[AVAILABLE DATA — start]

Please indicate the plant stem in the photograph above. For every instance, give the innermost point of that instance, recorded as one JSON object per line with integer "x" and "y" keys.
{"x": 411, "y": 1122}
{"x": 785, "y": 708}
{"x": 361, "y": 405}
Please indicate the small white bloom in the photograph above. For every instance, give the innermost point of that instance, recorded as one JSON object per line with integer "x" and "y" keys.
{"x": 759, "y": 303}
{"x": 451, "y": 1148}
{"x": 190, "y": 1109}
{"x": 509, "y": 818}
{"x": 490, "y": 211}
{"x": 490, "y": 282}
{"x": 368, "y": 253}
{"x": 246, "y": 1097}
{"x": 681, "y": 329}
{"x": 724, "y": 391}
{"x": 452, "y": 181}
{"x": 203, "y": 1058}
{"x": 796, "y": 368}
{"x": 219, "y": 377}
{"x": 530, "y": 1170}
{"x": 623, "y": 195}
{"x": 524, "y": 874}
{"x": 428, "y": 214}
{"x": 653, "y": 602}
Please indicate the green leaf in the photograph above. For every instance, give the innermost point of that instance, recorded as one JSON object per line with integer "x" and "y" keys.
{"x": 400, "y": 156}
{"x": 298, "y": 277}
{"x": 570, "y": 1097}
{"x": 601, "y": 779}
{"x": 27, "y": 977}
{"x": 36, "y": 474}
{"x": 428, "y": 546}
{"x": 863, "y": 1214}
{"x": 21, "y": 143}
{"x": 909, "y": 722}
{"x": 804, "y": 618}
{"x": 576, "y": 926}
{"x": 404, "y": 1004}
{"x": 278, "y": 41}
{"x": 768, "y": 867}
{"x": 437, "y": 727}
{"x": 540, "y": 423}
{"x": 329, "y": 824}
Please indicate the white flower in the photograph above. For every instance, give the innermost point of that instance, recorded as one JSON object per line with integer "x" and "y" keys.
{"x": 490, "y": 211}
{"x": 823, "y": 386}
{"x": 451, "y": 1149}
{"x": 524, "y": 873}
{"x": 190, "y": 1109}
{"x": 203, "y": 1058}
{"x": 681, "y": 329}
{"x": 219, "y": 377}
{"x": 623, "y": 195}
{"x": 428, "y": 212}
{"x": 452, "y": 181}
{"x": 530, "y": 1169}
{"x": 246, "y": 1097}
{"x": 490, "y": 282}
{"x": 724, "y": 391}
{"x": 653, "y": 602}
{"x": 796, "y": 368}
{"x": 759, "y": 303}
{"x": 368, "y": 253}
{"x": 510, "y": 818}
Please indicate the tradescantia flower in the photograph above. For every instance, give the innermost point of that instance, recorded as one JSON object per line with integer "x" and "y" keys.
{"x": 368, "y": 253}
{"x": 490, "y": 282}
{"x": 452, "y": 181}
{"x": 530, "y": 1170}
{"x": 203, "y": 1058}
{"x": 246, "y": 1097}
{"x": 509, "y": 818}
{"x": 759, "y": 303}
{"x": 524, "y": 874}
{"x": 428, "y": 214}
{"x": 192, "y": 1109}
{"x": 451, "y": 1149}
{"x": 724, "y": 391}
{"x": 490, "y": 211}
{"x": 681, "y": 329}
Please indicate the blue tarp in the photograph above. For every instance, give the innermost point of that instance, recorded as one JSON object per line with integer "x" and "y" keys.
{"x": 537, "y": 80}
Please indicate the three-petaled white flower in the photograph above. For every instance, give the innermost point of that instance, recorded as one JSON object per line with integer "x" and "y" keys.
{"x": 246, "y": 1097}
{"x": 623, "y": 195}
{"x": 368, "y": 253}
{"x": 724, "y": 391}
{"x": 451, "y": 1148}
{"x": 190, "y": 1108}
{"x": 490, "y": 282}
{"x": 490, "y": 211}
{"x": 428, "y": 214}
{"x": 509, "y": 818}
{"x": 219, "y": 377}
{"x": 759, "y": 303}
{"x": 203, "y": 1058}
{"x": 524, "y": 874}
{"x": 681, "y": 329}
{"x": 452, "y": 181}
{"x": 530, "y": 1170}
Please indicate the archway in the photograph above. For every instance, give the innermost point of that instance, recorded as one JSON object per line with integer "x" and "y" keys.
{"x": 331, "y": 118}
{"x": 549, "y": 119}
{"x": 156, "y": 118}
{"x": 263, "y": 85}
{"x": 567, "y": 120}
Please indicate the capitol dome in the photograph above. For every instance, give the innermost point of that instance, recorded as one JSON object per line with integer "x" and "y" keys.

[AVAILABLE DATA — finish]

_TASK STATEMENT_
Each record, exactly as written, is to be printed again.

_TASK RESULT_
Please indicate the plant stem in the photograph above. For every instance, give the innermost point of that instance, recorded as one JSON object per line with integer "x" and "y" keys.
{"x": 411, "y": 1122}
{"x": 785, "y": 708}
{"x": 361, "y": 405}
Please indicate the small white bloom in the photograph above. For every instance, give the innermost point of that instance, recorded as one JSON object per line with integer "x" and "y" keys.
{"x": 759, "y": 303}
{"x": 451, "y": 1148}
{"x": 190, "y": 1109}
{"x": 509, "y": 818}
{"x": 490, "y": 211}
{"x": 490, "y": 282}
{"x": 368, "y": 253}
{"x": 246, "y": 1097}
{"x": 681, "y": 329}
{"x": 724, "y": 391}
{"x": 452, "y": 181}
{"x": 203, "y": 1058}
{"x": 796, "y": 368}
{"x": 219, "y": 377}
{"x": 530, "y": 1170}
{"x": 623, "y": 195}
{"x": 524, "y": 874}
{"x": 428, "y": 214}
{"x": 653, "y": 602}
Please indicate the green leaf in the photograph above. For every instance, give the innermost point of that instance, recorded as one JSON object per line with integer "x" and "y" keys.
{"x": 400, "y": 156}
{"x": 298, "y": 277}
{"x": 570, "y": 1097}
{"x": 601, "y": 779}
{"x": 27, "y": 977}
{"x": 36, "y": 474}
{"x": 428, "y": 546}
{"x": 863, "y": 1214}
{"x": 21, "y": 143}
{"x": 909, "y": 722}
{"x": 804, "y": 618}
{"x": 576, "y": 926}
{"x": 404, "y": 1004}
{"x": 278, "y": 41}
{"x": 768, "y": 867}
{"x": 437, "y": 727}
{"x": 540, "y": 423}
{"x": 329, "y": 824}
Please indicate the white flower in the photograph above. For every instance, give the innermost point of that instance, recorded as one JSON object per line with integer "x" and "y" keys.
{"x": 490, "y": 211}
{"x": 823, "y": 386}
{"x": 451, "y": 1149}
{"x": 524, "y": 873}
{"x": 190, "y": 1109}
{"x": 203, "y": 1058}
{"x": 681, "y": 329}
{"x": 219, "y": 377}
{"x": 623, "y": 195}
{"x": 428, "y": 212}
{"x": 452, "y": 181}
{"x": 530, "y": 1169}
{"x": 246, "y": 1097}
{"x": 490, "y": 282}
{"x": 724, "y": 391}
{"x": 653, "y": 602}
{"x": 796, "y": 368}
{"x": 759, "y": 303}
{"x": 368, "y": 253}
{"x": 510, "y": 818}
Please indicate the tradescantia flower in the photograph above. For every instance, give the innermost point of that instance, recorded as one JSON object per line with integer "x" and "y" keys.
{"x": 368, "y": 253}
{"x": 490, "y": 282}
{"x": 452, "y": 181}
{"x": 530, "y": 1170}
{"x": 203, "y": 1058}
{"x": 246, "y": 1097}
{"x": 509, "y": 818}
{"x": 759, "y": 303}
{"x": 524, "y": 874}
{"x": 428, "y": 214}
{"x": 192, "y": 1109}
{"x": 451, "y": 1149}
{"x": 724, "y": 391}
{"x": 490, "y": 211}
{"x": 681, "y": 329}
Please indicate the blue tarp in the photograph above. For every instance, give the innermost point of that instance, recorded as one JSON object per line with integer "x" and "y" keys.
{"x": 537, "y": 80}
Please indicate the three-petaled white flower in the photograph above. For every instance, give the innermost point of that instance, recorded as one JSON object per line with integer "x" and "y" keys.
{"x": 246, "y": 1097}
{"x": 623, "y": 195}
{"x": 368, "y": 253}
{"x": 724, "y": 391}
{"x": 451, "y": 1148}
{"x": 190, "y": 1108}
{"x": 490, "y": 282}
{"x": 490, "y": 211}
{"x": 428, "y": 214}
{"x": 509, "y": 818}
{"x": 219, "y": 377}
{"x": 759, "y": 303}
{"x": 203, "y": 1058}
{"x": 524, "y": 874}
{"x": 681, "y": 329}
{"x": 452, "y": 181}
{"x": 530, "y": 1170}
Please indicate the archway in the photograph above. For every instance, give the innermost point of that instance, recorded as one JSON object per line with integer "x" and "y" keys.
{"x": 331, "y": 118}
{"x": 549, "y": 119}
{"x": 156, "y": 118}
{"x": 263, "y": 85}
{"x": 567, "y": 120}
Please indicate the capitol dome in the photograph above. For every instance, give the innermost point of that instance, recorded as one JSON object per line with integer "x" and "y" keys.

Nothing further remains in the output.